Among the lines below, return each one that contains the word "caterpillar".
╔══
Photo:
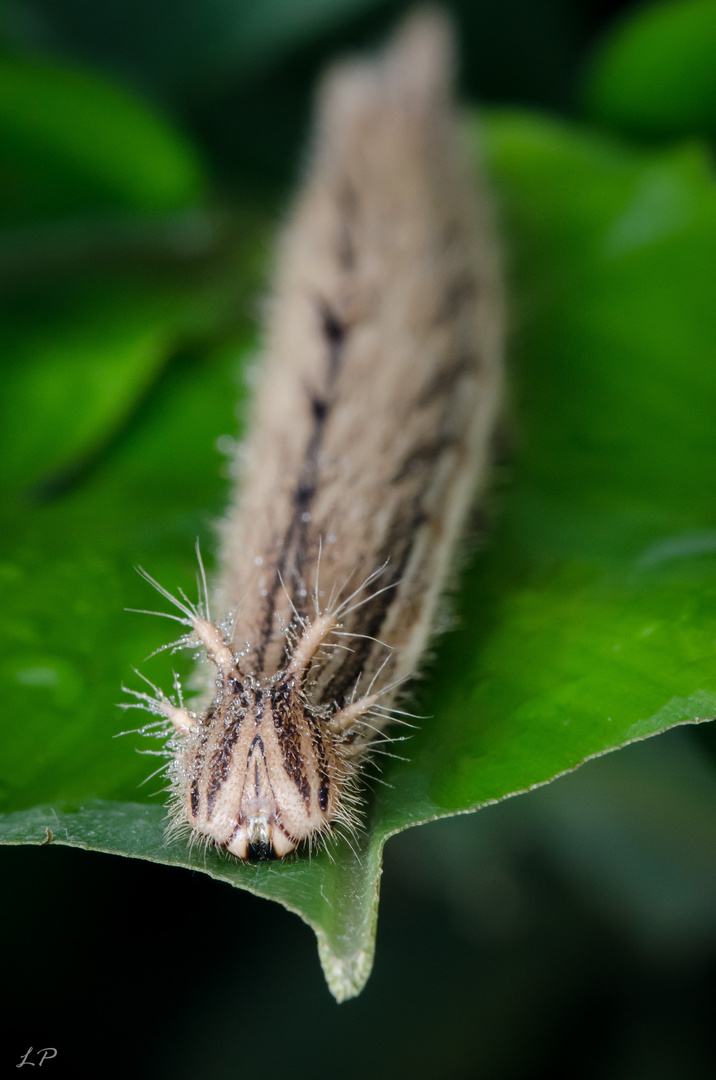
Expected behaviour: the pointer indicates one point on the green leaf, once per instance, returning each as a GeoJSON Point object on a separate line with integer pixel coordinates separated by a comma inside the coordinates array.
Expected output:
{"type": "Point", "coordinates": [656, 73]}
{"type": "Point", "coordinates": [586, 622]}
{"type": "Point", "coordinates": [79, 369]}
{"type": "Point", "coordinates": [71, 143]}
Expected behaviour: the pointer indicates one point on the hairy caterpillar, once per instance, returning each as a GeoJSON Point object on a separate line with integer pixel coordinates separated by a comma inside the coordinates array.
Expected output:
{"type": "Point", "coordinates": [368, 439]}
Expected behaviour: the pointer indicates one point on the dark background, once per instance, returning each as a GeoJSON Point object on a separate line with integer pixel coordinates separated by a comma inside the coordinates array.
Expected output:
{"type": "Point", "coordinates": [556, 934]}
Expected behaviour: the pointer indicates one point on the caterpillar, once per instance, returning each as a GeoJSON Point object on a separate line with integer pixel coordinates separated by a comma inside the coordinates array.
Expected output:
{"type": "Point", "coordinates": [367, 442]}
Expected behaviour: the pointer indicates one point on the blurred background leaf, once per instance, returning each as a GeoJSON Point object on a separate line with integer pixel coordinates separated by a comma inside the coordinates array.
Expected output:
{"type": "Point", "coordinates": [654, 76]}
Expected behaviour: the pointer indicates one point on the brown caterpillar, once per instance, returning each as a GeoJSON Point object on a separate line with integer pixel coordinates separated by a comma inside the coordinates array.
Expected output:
╚══
╔══
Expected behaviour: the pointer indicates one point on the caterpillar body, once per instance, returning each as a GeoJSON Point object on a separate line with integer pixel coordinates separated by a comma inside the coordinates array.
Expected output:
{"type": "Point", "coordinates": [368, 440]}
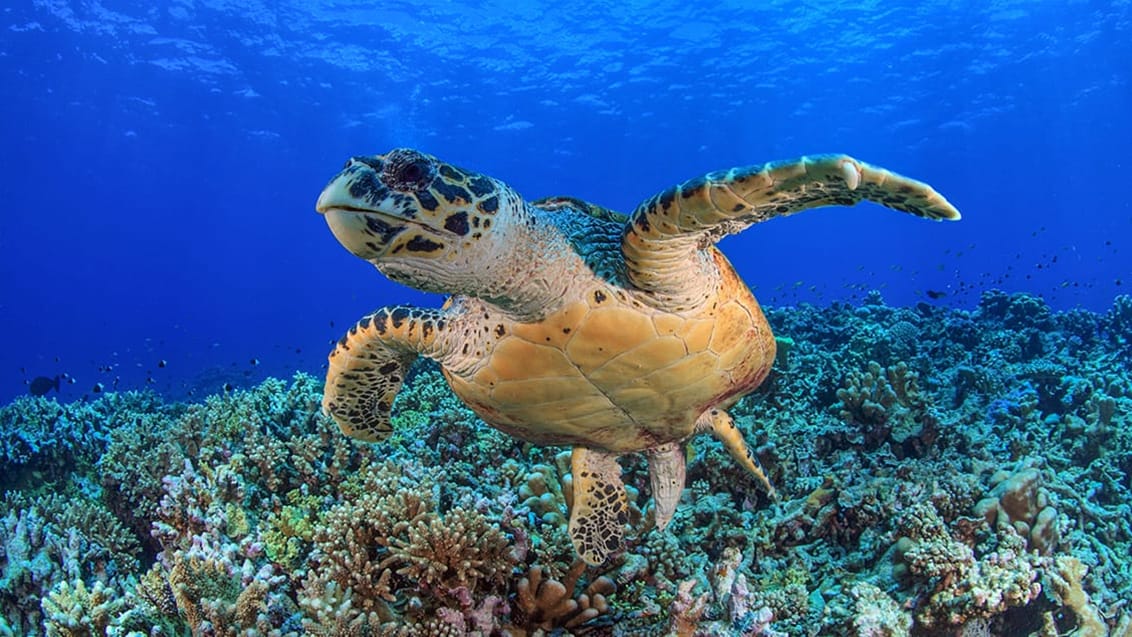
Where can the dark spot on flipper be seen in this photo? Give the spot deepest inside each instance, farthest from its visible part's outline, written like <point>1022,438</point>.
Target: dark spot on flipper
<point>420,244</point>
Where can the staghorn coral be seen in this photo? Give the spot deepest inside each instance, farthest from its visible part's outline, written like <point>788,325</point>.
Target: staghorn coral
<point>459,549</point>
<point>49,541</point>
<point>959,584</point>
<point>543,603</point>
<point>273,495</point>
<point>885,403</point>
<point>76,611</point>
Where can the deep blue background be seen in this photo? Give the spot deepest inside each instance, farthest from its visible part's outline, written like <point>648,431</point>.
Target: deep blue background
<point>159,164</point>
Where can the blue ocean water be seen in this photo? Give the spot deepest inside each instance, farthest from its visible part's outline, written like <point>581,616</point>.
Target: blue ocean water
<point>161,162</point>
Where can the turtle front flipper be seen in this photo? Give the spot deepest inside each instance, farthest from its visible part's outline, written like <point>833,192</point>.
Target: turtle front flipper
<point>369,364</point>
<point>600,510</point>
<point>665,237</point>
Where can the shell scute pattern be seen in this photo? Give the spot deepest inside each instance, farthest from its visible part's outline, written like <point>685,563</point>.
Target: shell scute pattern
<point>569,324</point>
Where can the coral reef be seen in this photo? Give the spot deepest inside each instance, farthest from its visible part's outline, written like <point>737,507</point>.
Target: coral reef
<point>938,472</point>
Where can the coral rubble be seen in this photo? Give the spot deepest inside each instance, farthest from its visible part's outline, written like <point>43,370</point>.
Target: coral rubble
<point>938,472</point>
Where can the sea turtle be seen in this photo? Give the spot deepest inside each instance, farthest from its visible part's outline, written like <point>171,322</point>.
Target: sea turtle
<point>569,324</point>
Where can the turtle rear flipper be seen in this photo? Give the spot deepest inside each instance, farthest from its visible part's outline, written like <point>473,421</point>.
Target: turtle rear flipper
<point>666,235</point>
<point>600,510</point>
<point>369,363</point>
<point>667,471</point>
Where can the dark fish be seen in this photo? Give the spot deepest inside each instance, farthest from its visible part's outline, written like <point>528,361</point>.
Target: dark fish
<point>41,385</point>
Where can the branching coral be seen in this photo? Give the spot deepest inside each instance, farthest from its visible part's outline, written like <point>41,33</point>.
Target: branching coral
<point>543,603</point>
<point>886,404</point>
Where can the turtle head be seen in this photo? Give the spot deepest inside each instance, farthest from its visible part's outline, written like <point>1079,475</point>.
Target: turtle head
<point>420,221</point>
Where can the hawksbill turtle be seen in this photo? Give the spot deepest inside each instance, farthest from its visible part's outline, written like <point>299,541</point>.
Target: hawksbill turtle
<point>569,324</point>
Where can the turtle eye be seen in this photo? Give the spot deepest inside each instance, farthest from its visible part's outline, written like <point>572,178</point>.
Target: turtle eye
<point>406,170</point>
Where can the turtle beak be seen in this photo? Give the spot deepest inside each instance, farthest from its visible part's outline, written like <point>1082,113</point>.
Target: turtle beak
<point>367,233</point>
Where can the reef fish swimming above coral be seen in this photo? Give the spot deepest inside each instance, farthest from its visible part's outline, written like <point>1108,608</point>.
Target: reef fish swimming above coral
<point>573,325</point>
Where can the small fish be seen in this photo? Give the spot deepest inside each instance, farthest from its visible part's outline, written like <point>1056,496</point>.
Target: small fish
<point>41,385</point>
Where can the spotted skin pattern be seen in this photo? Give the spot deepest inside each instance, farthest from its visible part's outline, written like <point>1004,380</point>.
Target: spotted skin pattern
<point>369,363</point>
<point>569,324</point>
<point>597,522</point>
╚══
■ Response to the exercise:
Expected behaviour: the pointer indicates one point on the hairy caterpillar, once per instance, returning each as a GeoJSON Point object on a separate line with integer pixel coordinates separated by a comma inside the coordinates array.
Expected behaviour: the pointer indicates one point on the caterpillar, once per instance, returning each as a GeoJSON Point object on a separate line with integer pixel coordinates separated by a comma inside the coordinates array.
Expected behaviour: the pointer indicates one point on the brown caterpillar, once per instance, returning each as a GeoJSON Point object on a separate line with integer pixel coordinates separated by a comma inside the coordinates array.
Expected behaviour: the pointer indicates one point on the caterpillar body, once per instance, returning each as a GeoJSON Point object on a separate line with integer pixel coordinates separated by a comma inside the coordinates array.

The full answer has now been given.